Annotated coordinate data:
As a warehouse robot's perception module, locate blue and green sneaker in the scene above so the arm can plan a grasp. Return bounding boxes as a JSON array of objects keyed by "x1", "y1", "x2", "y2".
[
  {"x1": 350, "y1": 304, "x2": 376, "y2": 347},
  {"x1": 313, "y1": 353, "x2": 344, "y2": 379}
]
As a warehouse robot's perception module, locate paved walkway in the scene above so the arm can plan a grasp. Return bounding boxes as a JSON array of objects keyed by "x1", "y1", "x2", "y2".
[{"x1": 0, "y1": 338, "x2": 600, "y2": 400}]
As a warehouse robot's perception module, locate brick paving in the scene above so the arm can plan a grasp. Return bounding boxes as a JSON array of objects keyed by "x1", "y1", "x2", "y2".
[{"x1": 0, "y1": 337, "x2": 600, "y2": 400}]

▸ THE TASK:
Output all of the data above verbatim, line by line, without changing anything.

▸ ANSWER FOR THE TASK:
As a warehouse robot's perception module, locate blue and green sneaker in the scene above so the arm can plan a grasp. Return bounding boxes as a JSON array of objects keyed by "x1", "y1", "x2", "y2".
[
  {"x1": 350, "y1": 304, "x2": 376, "y2": 347},
  {"x1": 313, "y1": 353, "x2": 344, "y2": 379}
]
As a warehouse robot's perception module, locate paved walkway in the scene above so the arm can plan a grasp. Return bounding boxes as a JSON array of objects keyed by "x1", "y1", "x2", "y2".
[{"x1": 0, "y1": 338, "x2": 600, "y2": 400}]
As a warehouse robot's perception module, locate brick paving in the scene above so the arm can plan a grasp. Return bounding boxes as a JSON array of objects keyed by "x1", "y1", "x2", "y2".
[{"x1": 0, "y1": 337, "x2": 600, "y2": 400}]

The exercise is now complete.